Return each line in the rows below that contains the word "blue", copied without any changes.

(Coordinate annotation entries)
---

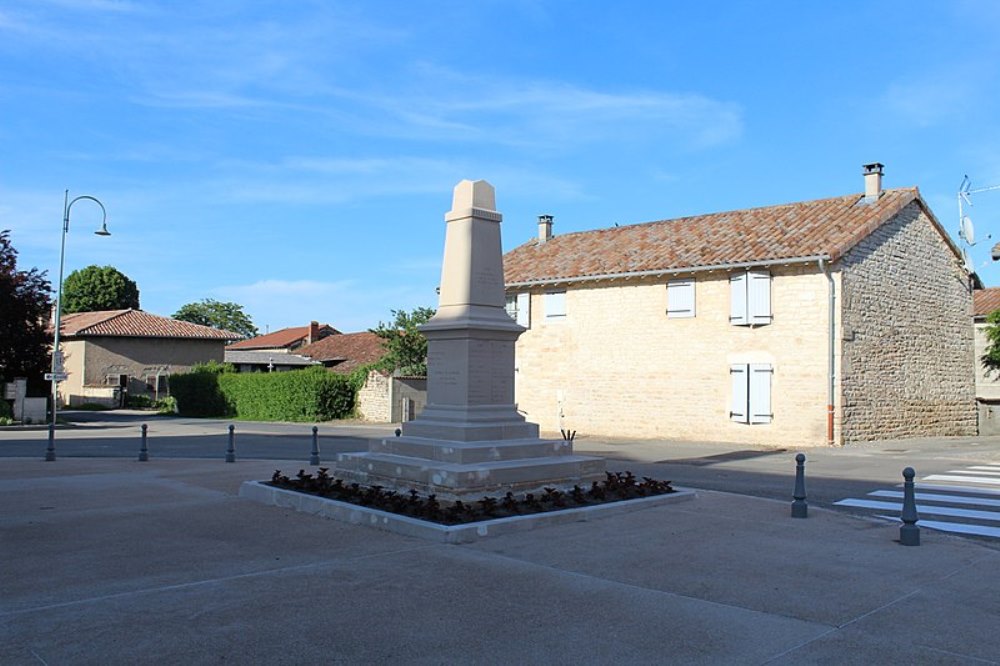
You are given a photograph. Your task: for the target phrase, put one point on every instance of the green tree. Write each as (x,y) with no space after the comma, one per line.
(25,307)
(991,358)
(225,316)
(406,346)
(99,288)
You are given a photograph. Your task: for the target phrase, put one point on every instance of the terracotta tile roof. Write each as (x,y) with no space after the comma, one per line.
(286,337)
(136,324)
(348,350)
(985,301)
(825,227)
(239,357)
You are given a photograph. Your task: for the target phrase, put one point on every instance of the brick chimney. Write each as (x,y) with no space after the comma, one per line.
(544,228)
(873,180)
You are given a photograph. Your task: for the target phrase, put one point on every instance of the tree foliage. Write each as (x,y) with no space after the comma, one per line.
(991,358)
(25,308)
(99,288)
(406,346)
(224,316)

---

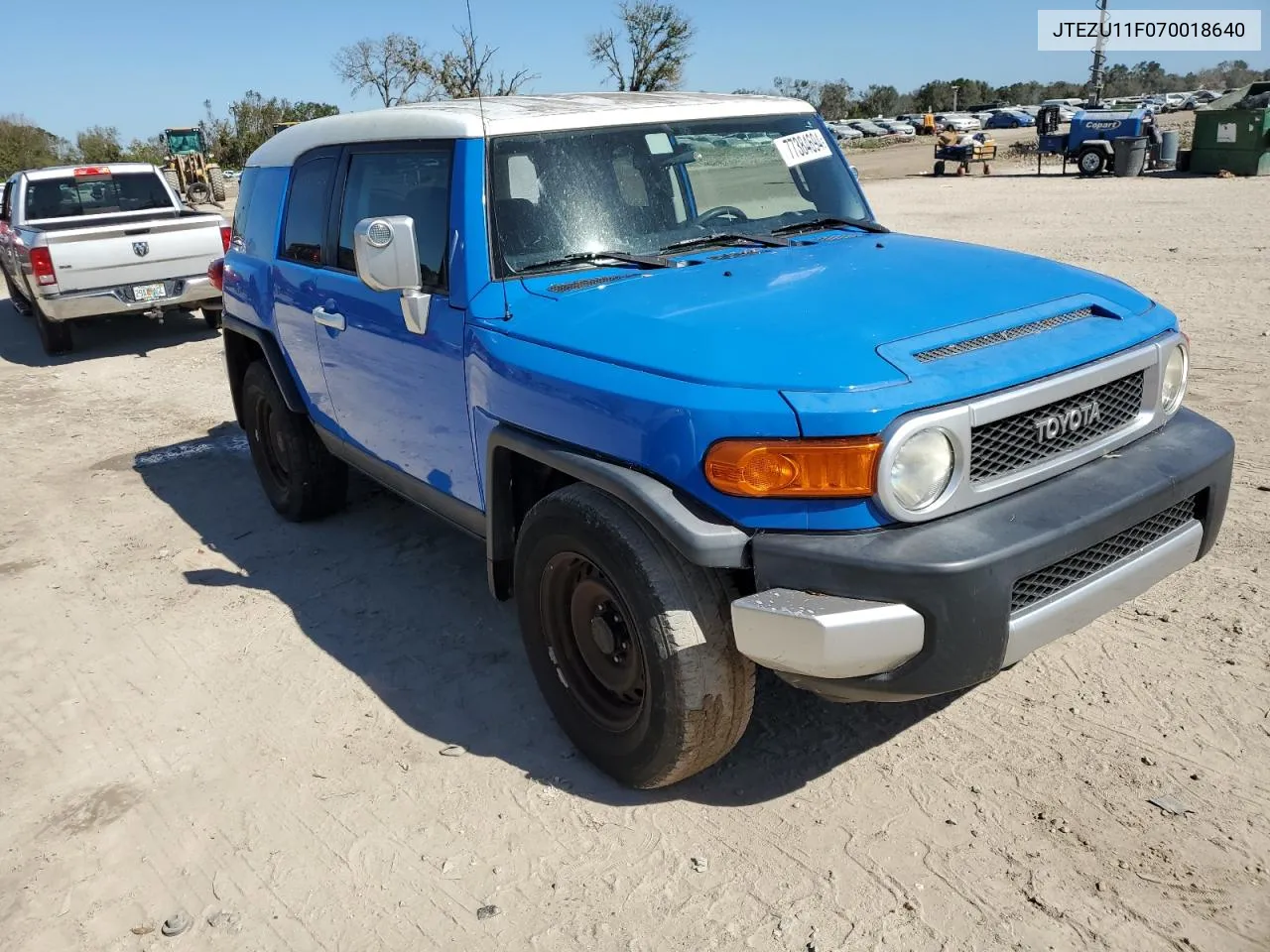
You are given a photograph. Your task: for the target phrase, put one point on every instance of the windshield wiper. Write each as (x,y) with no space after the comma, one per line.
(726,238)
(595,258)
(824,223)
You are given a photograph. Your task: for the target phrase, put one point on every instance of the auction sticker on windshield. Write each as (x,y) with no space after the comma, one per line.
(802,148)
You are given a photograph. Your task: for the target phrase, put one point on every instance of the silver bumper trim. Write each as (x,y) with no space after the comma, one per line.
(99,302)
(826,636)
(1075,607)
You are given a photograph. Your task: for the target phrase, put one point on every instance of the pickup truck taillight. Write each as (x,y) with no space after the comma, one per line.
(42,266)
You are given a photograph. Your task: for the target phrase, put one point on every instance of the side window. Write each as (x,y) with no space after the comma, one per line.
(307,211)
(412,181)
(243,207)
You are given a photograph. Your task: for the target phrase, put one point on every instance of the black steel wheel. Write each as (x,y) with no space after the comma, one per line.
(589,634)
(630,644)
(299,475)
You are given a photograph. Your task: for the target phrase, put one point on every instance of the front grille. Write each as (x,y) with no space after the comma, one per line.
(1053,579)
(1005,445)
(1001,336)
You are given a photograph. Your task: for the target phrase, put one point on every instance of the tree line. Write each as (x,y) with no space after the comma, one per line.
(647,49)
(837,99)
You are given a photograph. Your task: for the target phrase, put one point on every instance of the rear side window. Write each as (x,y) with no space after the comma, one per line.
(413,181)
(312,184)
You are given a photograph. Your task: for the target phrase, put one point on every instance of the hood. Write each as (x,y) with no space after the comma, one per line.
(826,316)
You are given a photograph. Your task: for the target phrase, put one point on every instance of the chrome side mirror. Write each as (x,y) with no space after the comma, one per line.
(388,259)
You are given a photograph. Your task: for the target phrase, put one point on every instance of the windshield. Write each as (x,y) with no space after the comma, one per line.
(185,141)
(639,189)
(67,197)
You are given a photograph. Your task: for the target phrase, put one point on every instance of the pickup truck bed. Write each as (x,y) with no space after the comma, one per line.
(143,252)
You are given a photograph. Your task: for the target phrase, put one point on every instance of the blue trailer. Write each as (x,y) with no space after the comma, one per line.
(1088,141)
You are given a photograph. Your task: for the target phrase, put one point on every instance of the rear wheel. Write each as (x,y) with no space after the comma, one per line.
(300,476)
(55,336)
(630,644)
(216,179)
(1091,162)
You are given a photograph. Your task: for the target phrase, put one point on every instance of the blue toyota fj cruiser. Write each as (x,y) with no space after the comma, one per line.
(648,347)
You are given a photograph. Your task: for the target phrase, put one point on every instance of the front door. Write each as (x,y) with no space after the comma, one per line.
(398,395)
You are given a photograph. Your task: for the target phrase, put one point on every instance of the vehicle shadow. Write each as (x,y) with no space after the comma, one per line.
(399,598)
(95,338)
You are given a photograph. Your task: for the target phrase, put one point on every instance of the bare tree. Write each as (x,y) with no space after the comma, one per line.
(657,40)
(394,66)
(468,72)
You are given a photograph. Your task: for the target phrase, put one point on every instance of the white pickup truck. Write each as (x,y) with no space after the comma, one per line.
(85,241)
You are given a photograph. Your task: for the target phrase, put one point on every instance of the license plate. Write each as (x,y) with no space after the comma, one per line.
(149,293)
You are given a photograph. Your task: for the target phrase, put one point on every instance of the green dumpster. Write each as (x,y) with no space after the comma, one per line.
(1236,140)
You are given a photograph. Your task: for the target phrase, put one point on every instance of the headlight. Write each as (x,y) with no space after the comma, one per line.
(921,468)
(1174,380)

---

▶ **Response for this exercise**
You are given a photograph. Your task: for the target phrase, put one point on every instance of the blue trailer. Write each as (x,y) with no space after the comma, one per line.
You are given a photograph. Your task: for the target phrase, put one point on every instance of the blue toyota fj cruiser. Write each as (x,y) with no space after the comma, one per line.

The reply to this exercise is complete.